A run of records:
========
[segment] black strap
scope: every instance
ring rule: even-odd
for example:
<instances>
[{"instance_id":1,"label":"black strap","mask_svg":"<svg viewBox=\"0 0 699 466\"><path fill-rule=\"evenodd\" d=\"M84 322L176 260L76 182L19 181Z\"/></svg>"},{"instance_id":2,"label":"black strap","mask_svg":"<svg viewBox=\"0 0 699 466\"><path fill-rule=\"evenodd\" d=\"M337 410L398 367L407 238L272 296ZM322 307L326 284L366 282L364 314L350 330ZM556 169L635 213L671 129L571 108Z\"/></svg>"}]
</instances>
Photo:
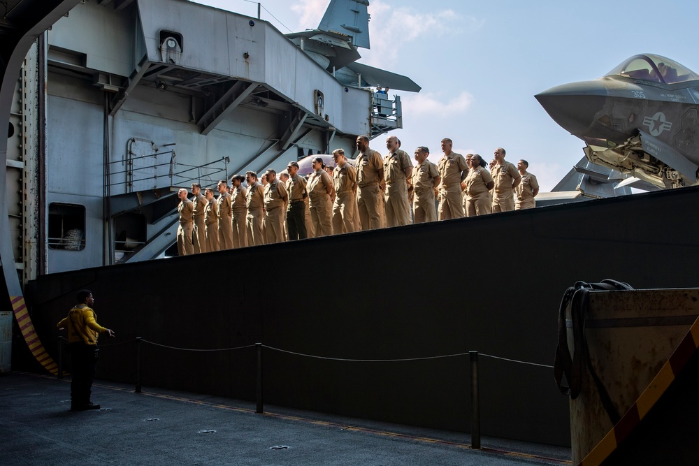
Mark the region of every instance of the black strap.
<instances>
[{"instance_id":1,"label":"black strap","mask_svg":"<svg viewBox=\"0 0 699 466\"><path fill-rule=\"evenodd\" d=\"M570 395L575 400L580 394L582 381L582 368L586 360L586 365L599 393L602 405L610 416L610 420L616 424L621 419L612 398L602 380L597 374L590 359L589 348L585 336L587 303L589 293L595 290L631 290L628 284L612 279L605 279L600 283L586 283L578 282L568 288L563 293L559 310L559 341L556 348L554 363L554 378L559 390L563 395ZM565 310L570 307L572 322L573 354L571 356L568 344L568 329L565 326ZM568 386L563 384L565 377Z\"/></svg>"}]
</instances>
========
Transcribe each entry above exactly, apart from the pictures.

[segment] black strap
scope: every instance
ring rule: even-odd
for example:
<instances>
[{"instance_id":1,"label":"black strap","mask_svg":"<svg viewBox=\"0 0 699 466\"><path fill-rule=\"evenodd\" d=\"M84 322L176 260L76 182L19 181Z\"/></svg>"},{"instance_id":2,"label":"black strap","mask_svg":"<svg viewBox=\"0 0 699 466\"><path fill-rule=\"evenodd\" d=\"M337 410L398 367L407 238L272 296ZM322 307L326 284L366 282L364 314L350 330ZM556 169L635 213L671 129L571 108Z\"/></svg>"}]
</instances>
Photo:
Mark the region of every instance of the black strap.
<instances>
[{"instance_id":1,"label":"black strap","mask_svg":"<svg viewBox=\"0 0 699 466\"><path fill-rule=\"evenodd\" d=\"M570 395L575 400L580 394L582 381L582 368L586 360L586 365L599 393L602 405L610 416L610 420L616 424L621 419L612 398L602 380L597 374L590 359L589 348L585 336L587 303L589 293L595 290L631 290L628 284L612 279L605 279L600 283L586 283L578 282L568 288L563 293L559 310L559 341L556 348L554 363L554 378L559 390L563 395ZM565 310L570 307L572 322L573 354L571 356L568 344L568 329L565 326ZM568 386L563 384L565 377Z\"/></svg>"}]
</instances>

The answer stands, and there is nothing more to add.